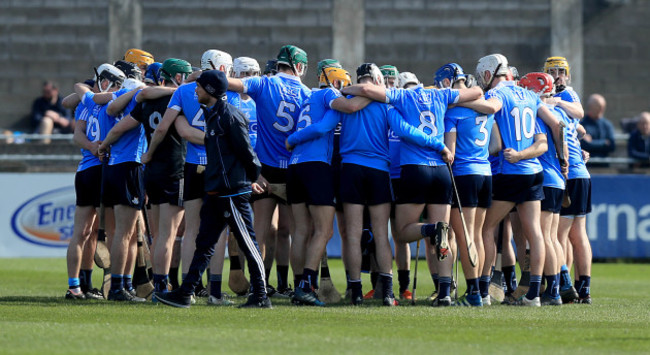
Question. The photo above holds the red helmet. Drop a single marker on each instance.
(539, 83)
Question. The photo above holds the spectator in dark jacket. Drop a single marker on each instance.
(599, 140)
(638, 146)
(48, 114)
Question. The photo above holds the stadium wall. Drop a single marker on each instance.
(64, 39)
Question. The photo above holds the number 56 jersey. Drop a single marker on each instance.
(517, 121)
(279, 99)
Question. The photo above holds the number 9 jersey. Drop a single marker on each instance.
(517, 121)
(279, 99)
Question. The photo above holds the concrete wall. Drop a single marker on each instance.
(64, 39)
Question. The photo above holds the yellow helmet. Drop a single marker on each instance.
(138, 57)
(334, 74)
(556, 62)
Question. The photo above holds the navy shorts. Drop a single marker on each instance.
(425, 184)
(518, 188)
(87, 185)
(274, 176)
(552, 201)
(579, 191)
(124, 185)
(193, 182)
(164, 190)
(362, 185)
(474, 191)
(311, 183)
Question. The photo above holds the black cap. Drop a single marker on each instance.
(214, 82)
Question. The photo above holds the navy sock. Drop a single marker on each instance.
(160, 282)
(550, 285)
(117, 282)
(404, 279)
(445, 287)
(296, 279)
(556, 288)
(534, 284)
(308, 277)
(387, 284)
(86, 279)
(509, 275)
(173, 277)
(215, 285)
(565, 278)
(473, 287)
(282, 273)
(128, 282)
(484, 285)
(436, 280)
(585, 284)
(373, 279)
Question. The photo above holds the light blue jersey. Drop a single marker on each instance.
(424, 109)
(577, 166)
(364, 134)
(568, 94)
(133, 143)
(313, 111)
(394, 153)
(517, 121)
(550, 164)
(279, 99)
(249, 109)
(186, 101)
(473, 132)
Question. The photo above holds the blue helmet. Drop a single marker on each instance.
(152, 75)
(451, 71)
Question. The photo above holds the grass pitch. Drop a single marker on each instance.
(35, 318)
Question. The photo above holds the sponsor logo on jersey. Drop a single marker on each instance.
(46, 219)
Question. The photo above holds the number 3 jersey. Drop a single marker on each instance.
(424, 109)
(473, 132)
(279, 99)
(517, 122)
(169, 158)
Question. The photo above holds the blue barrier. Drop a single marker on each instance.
(618, 226)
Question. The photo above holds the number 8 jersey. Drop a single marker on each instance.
(279, 99)
(517, 121)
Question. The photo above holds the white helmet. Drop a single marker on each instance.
(111, 73)
(131, 84)
(405, 78)
(214, 59)
(496, 64)
(245, 65)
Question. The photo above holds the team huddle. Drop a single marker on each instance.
(228, 155)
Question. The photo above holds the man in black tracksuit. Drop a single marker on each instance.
(232, 167)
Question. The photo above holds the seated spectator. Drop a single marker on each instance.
(48, 114)
(638, 146)
(599, 139)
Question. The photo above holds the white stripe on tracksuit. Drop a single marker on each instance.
(239, 220)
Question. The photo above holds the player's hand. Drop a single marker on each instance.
(447, 156)
(511, 155)
(261, 181)
(146, 158)
(257, 189)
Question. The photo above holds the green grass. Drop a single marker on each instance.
(34, 318)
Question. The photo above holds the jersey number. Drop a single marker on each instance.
(93, 129)
(428, 120)
(282, 113)
(304, 117)
(524, 121)
(482, 120)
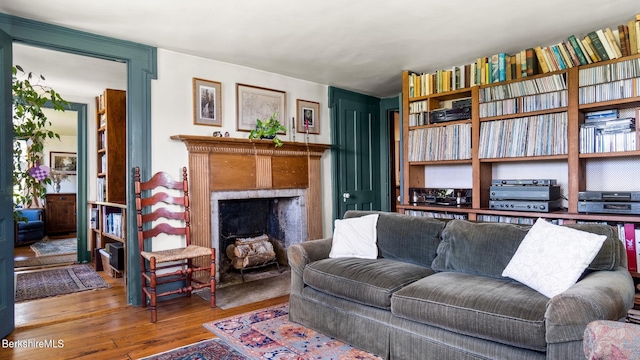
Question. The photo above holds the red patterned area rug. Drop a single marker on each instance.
(268, 334)
(58, 281)
(214, 349)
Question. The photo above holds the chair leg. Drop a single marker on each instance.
(212, 273)
(143, 281)
(152, 290)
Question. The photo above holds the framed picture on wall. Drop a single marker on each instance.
(258, 103)
(308, 116)
(64, 162)
(207, 102)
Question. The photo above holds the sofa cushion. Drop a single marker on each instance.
(366, 281)
(486, 248)
(405, 238)
(493, 309)
(355, 237)
(608, 258)
(551, 258)
(478, 248)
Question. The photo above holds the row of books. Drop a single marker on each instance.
(597, 45)
(114, 224)
(436, 214)
(535, 86)
(451, 142)
(622, 70)
(546, 101)
(515, 219)
(622, 89)
(93, 218)
(101, 189)
(527, 136)
(629, 234)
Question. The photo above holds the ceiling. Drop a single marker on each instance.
(358, 45)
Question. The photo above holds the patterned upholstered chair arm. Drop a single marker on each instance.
(611, 340)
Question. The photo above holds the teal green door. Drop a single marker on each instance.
(356, 152)
(6, 189)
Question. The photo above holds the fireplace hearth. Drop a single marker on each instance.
(280, 215)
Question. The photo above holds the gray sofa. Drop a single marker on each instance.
(436, 292)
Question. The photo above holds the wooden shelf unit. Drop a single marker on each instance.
(107, 213)
(482, 167)
(111, 150)
(107, 223)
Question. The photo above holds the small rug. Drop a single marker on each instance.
(55, 247)
(214, 349)
(249, 292)
(59, 281)
(46, 261)
(268, 334)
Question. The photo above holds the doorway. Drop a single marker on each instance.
(79, 79)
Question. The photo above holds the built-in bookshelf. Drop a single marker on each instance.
(111, 146)
(545, 120)
(107, 211)
(107, 224)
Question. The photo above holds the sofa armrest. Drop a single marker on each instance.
(303, 253)
(601, 295)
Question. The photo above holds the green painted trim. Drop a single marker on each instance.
(82, 221)
(387, 106)
(141, 69)
(335, 95)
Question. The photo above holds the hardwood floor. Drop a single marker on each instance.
(100, 325)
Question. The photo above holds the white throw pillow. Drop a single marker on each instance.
(355, 237)
(551, 258)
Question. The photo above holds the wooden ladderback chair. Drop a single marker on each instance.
(163, 212)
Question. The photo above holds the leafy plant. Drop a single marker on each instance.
(30, 127)
(268, 129)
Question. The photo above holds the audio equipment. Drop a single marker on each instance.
(535, 206)
(609, 207)
(536, 182)
(609, 196)
(524, 192)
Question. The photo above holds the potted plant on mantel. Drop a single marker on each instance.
(268, 129)
(30, 133)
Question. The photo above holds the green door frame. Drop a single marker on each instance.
(386, 106)
(141, 63)
(82, 177)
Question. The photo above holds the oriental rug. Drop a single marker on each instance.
(268, 334)
(213, 349)
(55, 247)
(251, 291)
(58, 281)
(44, 261)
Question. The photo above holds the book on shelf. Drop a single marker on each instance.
(598, 46)
(633, 41)
(613, 42)
(577, 49)
(629, 239)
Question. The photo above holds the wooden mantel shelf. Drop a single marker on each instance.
(230, 164)
(208, 144)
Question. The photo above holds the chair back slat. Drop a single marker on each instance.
(167, 200)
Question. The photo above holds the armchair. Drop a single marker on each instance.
(29, 226)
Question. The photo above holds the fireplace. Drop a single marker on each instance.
(280, 214)
(228, 168)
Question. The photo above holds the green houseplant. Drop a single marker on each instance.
(31, 130)
(268, 129)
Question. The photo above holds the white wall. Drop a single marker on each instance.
(172, 110)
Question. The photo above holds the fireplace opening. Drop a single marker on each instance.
(261, 229)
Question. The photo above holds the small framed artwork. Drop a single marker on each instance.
(258, 103)
(207, 102)
(64, 162)
(308, 116)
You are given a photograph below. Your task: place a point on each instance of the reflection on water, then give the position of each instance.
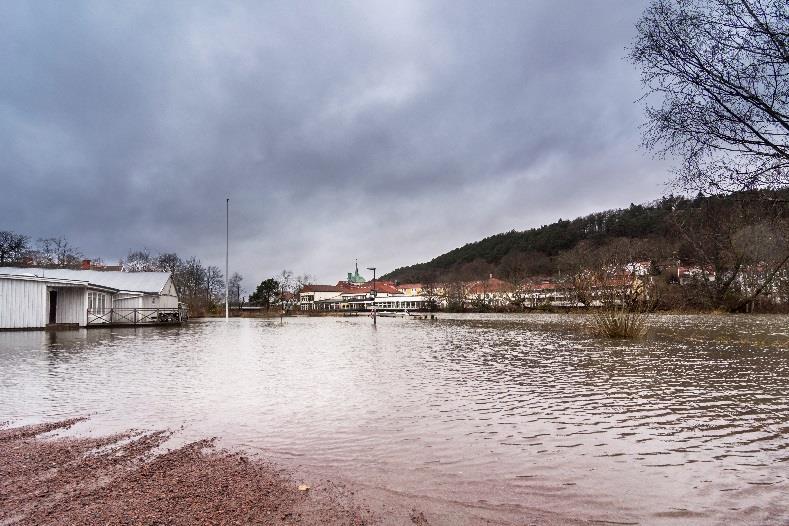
(690, 425)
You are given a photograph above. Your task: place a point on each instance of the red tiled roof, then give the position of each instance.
(490, 285)
(321, 288)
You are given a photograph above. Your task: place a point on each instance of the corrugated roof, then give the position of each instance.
(150, 282)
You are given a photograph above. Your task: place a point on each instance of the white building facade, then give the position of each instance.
(35, 298)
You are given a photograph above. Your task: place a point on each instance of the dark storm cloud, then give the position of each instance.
(339, 130)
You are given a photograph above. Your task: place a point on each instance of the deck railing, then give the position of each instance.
(136, 316)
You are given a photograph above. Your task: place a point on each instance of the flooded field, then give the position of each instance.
(509, 413)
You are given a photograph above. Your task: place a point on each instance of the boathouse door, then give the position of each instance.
(53, 306)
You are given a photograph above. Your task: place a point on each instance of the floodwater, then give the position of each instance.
(689, 425)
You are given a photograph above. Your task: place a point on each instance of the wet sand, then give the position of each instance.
(132, 478)
(124, 479)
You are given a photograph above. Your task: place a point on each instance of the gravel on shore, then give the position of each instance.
(129, 479)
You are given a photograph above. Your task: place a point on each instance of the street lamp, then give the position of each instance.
(373, 269)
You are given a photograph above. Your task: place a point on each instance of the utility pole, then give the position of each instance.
(373, 269)
(227, 258)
- - -
EXERCISE – In the answer, return exactly the lines from the line containing "lamp, then give the position of each instance." to the end of the records above, and no others.

COMPLETED EXERCISE –
You are given a photograph above. Your task: place a point on each instance of the street lamp, then give the position of each instance.
(373, 269)
You are given a photograph above. Your task: place a point on each instance of the utility pole, then give the position of each instance.
(373, 269)
(227, 258)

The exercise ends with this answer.